**Entries taken from a collection:**
===============
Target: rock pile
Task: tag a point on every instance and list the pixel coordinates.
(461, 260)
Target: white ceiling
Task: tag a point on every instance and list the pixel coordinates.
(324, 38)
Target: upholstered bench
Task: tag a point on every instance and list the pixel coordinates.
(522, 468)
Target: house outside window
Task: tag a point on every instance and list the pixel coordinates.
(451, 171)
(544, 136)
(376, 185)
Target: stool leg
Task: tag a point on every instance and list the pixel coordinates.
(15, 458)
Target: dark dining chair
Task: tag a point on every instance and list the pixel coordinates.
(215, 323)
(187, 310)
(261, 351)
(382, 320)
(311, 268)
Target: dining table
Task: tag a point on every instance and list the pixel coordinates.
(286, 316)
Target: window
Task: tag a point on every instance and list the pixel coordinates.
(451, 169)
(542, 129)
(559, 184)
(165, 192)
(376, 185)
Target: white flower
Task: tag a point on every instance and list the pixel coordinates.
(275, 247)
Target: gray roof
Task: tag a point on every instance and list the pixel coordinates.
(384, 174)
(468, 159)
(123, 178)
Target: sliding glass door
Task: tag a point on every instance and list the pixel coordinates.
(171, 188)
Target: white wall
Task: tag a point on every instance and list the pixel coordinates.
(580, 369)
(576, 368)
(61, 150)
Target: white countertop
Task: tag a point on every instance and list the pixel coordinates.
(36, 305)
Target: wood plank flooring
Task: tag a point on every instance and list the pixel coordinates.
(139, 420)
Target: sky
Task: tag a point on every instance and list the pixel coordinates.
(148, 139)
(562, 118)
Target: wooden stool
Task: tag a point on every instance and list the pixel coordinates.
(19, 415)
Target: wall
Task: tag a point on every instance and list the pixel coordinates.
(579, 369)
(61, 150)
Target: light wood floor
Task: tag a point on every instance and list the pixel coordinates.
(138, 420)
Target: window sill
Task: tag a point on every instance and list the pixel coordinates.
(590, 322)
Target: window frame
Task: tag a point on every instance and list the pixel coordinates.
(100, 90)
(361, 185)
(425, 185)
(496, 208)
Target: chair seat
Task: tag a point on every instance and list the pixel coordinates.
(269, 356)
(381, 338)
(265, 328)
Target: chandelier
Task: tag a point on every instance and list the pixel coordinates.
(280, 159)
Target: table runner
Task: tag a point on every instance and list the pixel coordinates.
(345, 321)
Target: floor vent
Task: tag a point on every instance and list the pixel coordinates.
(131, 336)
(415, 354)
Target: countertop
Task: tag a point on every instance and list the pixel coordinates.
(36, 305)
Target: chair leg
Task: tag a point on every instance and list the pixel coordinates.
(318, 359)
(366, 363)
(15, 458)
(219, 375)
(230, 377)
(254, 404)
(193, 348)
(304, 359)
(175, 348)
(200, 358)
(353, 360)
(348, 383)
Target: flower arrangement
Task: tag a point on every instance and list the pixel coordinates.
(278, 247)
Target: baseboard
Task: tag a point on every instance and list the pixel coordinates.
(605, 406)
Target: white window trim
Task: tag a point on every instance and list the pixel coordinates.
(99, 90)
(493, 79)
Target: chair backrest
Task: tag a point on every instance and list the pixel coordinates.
===============
**TASK OBJECTIVE:**
Please write out again only the part of the rows that opens with the line containing "Target: window sill" and runs through the end of the rows, requests included. Scale every pixel coordinate in the answers by 0.95, rounding to whole numbers with halves going up.

**RIGHT ANSWER:**
Target: window sill
Task: tag a point on every instance and list the pixel coordinates.
(561, 306)
Target: window frame
Task: tag a point on every instance and list the pixel coordinates.
(95, 86)
(343, 176)
(404, 176)
(471, 198)
Target: chair seat
Task: tag a point on every instance and list the pixel coordinates.
(256, 338)
(362, 321)
(252, 312)
Target: chandelier
Task: tag a point on every instance and list the pixel coordinates.
(266, 151)
Target: table runner
Task: tag a point on every instance and list the pixel coordinates.
(328, 305)
Target: floor vent
Task: tag a point on every instance and list the pixel coordinates.
(124, 319)
(394, 336)
Target: countertop
Task: tag a point on every instance and list the pixel coordinates.
(34, 290)
Target: chair leg
Task: tag a point on every instance and list the pixel coordinates.
(302, 341)
(348, 345)
(14, 435)
(208, 356)
(219, 358)
(241, 384)
(183, 331)
(289, 341)
(166, 331)
(190, 340)
(335, 342)
(331, 364)
Target: flower arrangement
Task: tag a point on every instance and list the pixel coordinates.
(264, 235)
Target: baseboard
Task: tag a point on every instance and list the pixel coordinates.
(575, 386)
Target: white window trim
Task: tag a point on every instance and list the pixel coordinates.
(94, 86)
(468, 75)
Target: chair backrest
Task: tag a point on every instance and list the pixel coordinates.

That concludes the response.